■ What to produce ■
Retype every line of the items below with no changes.

■ Available data ■
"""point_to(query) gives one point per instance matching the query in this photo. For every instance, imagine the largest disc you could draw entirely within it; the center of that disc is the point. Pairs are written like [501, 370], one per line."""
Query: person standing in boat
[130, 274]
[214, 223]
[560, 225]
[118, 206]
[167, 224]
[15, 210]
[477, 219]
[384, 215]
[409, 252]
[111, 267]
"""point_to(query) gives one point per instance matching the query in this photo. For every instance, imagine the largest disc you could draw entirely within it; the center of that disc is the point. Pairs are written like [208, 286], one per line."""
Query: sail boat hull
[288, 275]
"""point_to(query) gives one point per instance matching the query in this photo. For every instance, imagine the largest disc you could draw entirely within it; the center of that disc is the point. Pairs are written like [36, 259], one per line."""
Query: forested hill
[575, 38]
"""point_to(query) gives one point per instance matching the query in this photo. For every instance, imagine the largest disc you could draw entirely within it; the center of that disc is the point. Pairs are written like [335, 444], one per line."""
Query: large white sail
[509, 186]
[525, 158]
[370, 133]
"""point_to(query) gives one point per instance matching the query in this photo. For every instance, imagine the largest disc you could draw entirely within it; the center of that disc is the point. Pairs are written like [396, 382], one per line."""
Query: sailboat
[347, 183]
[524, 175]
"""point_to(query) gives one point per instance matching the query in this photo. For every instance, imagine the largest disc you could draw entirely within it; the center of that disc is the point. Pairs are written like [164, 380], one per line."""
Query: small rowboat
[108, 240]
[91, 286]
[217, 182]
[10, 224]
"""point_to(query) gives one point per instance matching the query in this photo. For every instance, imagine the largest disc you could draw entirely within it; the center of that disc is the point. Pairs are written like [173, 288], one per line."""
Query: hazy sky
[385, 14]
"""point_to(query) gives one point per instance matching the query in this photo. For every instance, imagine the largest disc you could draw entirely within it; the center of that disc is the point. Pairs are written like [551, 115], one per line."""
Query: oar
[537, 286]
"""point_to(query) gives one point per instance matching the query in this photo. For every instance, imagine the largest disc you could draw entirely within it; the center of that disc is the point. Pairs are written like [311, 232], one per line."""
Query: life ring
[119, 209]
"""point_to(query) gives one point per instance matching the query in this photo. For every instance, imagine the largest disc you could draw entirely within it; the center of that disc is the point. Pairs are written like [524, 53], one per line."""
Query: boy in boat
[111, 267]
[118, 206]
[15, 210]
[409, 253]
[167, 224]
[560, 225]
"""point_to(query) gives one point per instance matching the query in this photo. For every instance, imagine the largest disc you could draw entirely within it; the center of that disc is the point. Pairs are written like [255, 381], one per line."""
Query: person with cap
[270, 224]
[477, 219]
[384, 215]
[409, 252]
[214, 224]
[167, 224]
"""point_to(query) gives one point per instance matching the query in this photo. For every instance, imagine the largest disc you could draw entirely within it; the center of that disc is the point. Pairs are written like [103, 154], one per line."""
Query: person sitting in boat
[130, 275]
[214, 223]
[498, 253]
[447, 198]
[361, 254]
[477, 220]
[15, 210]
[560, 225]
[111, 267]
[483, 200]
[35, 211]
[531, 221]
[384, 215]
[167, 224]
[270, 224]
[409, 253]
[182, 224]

■ Output below ■
"""point_to(query) gives one point per instance matching the query in this photo. For every instance, imagine the largest disc you could draw entirely within it; the center of that disc is the point. Pairs are written like [501, 370], one per line."""
Query: person standing in boat
[130, 274]
[214, 223]
[560, 225]
[118, 206]
[167, 224]
[15, 210]
[477, 219]
[384, 215]
[409, 252]
[111, 267]
"""point_to(query) gives one point per instance matching the query in this photo. For every instance, imagine the largest disc you could draw entirely within it; the center of that disc is the point. Pairs are written like [208, 286], one per line."""
Query: sail boat hull
[288, 275]
"""point_to(query) gives one point per instance matching the query in this photo. For every instance, imagine the largest disc you could draw entirely within it; the center of that disc is the point. Pairs are written like [36, 259], one per line."""
Query: forested hill
[575, 38]
"""point_to(query) gives one point per instance matching the query in this photo. For every instance, imagine the largest disc you could draw entirely within it; the center of that disc is the point. Pairs are written like [335, 444], one per line."""
Query: large white sail
[509, 186]
[525, 158]
[370, 133]
"""point_to(query) gives one point per instance matching the query in this photo. For every instance, imagine the largest disc you could draw entirely within it; the center of that disc is the point. Pairs are written like [396, 382], one per line."""
Query: sailboat
[347, 183]
[524, 175]
"""point_to(query) gives one point per instance matching the query in this photo. For every instance, imagine the largest disc you could draw entirely within it; the center of that disc is the point. Pairs are written like [164, 380], one per line."""
Query: small rowboat
[108, 240]
[91, 286]
[217, 182]
[10, 224]
"""point_to(query) gives one point per instance matching the query in this photo. For every instance, imagine the largest disc you could draw entirely within it; the center of that disc is the point. Pairs are written like [173, 288], one per line."""
Query: hazy sky
[385, 14]
"""point_to(query) gives one point per instance matching the query in this photo. For every instance, imagine the largest disc you could draw entirely within it; the center of that disc is the point. Pairs are written like [551, 115], one per line."""
Query: oar
[537, 286]
"""point_to(query) gives one point per instance matching the query in this photo. For every instance, imagine the largest disc you could draw entirely within it; the center of that disc is the point. Pairs are written like [311, 232], one per line."""
Query: life ring
[119, 209]
"""point_to(query) gives one point per instance matching the query in this photo. For every instance, imagine the largest disc you could draw entirely within it; the center of that disc is the point. Pairs are written like [524, 53], one per line."""
Query: boy in boat
[111, 267]
[118, 206]
[15, 210]
[409, 253]
[167, 224]
[560, 225]
"""point_to(query) gives one point per instance matching the query in this photo. For every instance, imagine the largest disc you could draw entirely within it; the center of that disc is the point. Pairs are written like [255, 381], one per line."""
Query: person with cap
[270, 224]
[477, 219]
[384, 215]
[409, 252]
[214, 224]
[167, 224]
"""point_to(query) gives one point per instance matching the query in this photo. For every instance, imagine the largest disc you could draw entirely within it; the center of that disc is the point. Pairs are written like [103, 154], one per line."""
Query: person sitting in boat
[130, 275]
[214, 223]
[498, 253]
[447, 198]
[361, 254]
[477, 220]
[15, 210]
[560, 225]
[111, 267]
[483, 200]
[35, 211]
[531, 221]
[384, 215]
[167, 224]
[270, 224]
[409, 253]
[182, 224]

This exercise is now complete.